## Task item
Could you restate exactly the lines that begin at the line with "73,307,494,566" and end at the final line of the data?

[Image-backed grounding data]
+++

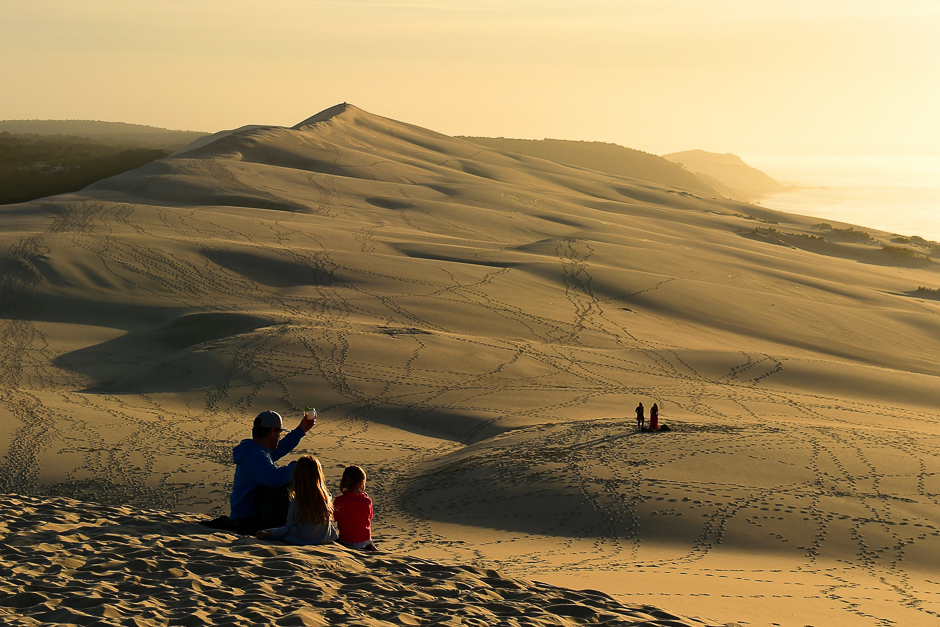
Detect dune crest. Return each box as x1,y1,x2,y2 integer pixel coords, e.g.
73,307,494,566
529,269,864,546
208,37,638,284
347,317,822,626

+++

## Completed exercise
73,307,494,566
529,269,864,546
208,37,638,284
347,317,822,626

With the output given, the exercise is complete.